=== Text excerpt ===

When thinking about the problems of the world it can be easy to feel like a lone ant facing off against the looming landscape. The feeling of being small and insignificant in the grand scheme of things can stop us before we start because it is easy to surrender ourselves to the idea that we can’t make a difference by ourselves so we shouldn’t even try. 

But take another look at that lone ant and you’ll realize that it is so much more than it appears at first glance. Like humans, ants are social. They unite towards the common purposes of survival and growth. They are capable of large complex changes to the world around them due to the simple fact that they work together towards a common goal. 

Community science has its roots in this same concept. The idea that if enough people work together, we can achieve large-scale conservation efforts that would be impossible with just one person working alone.

Big changes happen when small actions are done consistently. Community science, powered by people, is the opportunity for members of the community to come together to help collect vast amounts of easily collected data that can inform conservation efforts close to home. It’s the idea that a small investment by an individual could be critical when paired with the same small investment by hundreds of other community members. Suddenly that one piece of data has exploded exponentially to tell a story that can help us make large-scale decisions to better understand the animals in our own backyard. It gives each of us the opportunity to become a scientist.

=== Records provided ===

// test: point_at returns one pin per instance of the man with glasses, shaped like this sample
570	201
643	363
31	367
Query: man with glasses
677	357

===

Instructions ->
1) Answer these questions using the passage on community science:
(a) Toward what common purposes do ants unite?
(b) When do big changes happen?
(c) What opportunity does community science give each of us?
2) Reproduce everything in the passage on community science from "Community science has" down to "become a scientist.".
3) Proceed with the passage on community science, writing on from its last sentence.
The items that come after the passage on community science are separate material and do not belong to it.

Results by task ->
1)
(a) Survival and growth.
(b) When small actions are done consistently.
(c) The opportunity to become a scientist.

2)
Community science has its roots in this same concept. The idea that if enough people work together, we can achieve large-scale conservation efforts that would be impossible with just one person working alone.

Big changes happen when small actions are done consistently. Community science, powered by people, is the opportunity for members of the community to come together to help collect vast amounts of easily collected data that can inform conservation efforts close to home. It’s the idea that a small investment by an individual could be critical when paired with the same small investment by hundreds of other community members. Suddenly that one piece of data has exploded exponentially to tell a story that can help us make large-scale decisions to better understand the animals in our own backyard. It gives each of us the opportunity to become a scientist.

3)
Community science programs are diverse, allowing for a volunteer’s  own personal interests to guide them. Programs can range allowing individuals to find a program that matches their interests and capabilities — from being physically intensive such as removing invasive weeds to getting outdoors by counting migrating birds or tracking butterfly species. 

For a seven-letter word, science can seem overwhelmingly intimidating.  It may invoke an image of crisp white lab coats behind closed doors, something that we can only experience from the outside looking in. However, science happens everywhere. It is a daily part of our lives and is something we are all capable of engaging with. 

Some sciences, like community science, are impossible without the support of people within the community. They rely on the energy and enthusiasm of people who want to help make a difference, providing an outlet to work together to overcome the challenges of large-scale science. In a world that often feels like we are growing further apart, community science allows us to come together towards a common goal, to help learn and protect the incredible wildlife that calls Colorado home.